• _PROVIDED RECORDS_
# # # # # # #
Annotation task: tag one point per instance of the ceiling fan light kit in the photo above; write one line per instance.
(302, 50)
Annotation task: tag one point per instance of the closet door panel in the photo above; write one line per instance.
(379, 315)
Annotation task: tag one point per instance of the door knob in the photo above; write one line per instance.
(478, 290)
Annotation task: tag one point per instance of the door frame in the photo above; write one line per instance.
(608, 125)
# # # # # # #
• _EXERCISE INSTRUCTIONS_
Copy the data verbatim, starting at the line that contains "Annotation task: tag one point per instance of the door knob" and continuing through the end of the data, with both ends included.

• _FINISHED ANSWER_
Annotation task: tag one point per instance of the door knob in the photo above; write one line per instance.
(478, 290)
Annotation task: tag one point per instance of the door frame in the photo above; write one line per instance.
(608, 125)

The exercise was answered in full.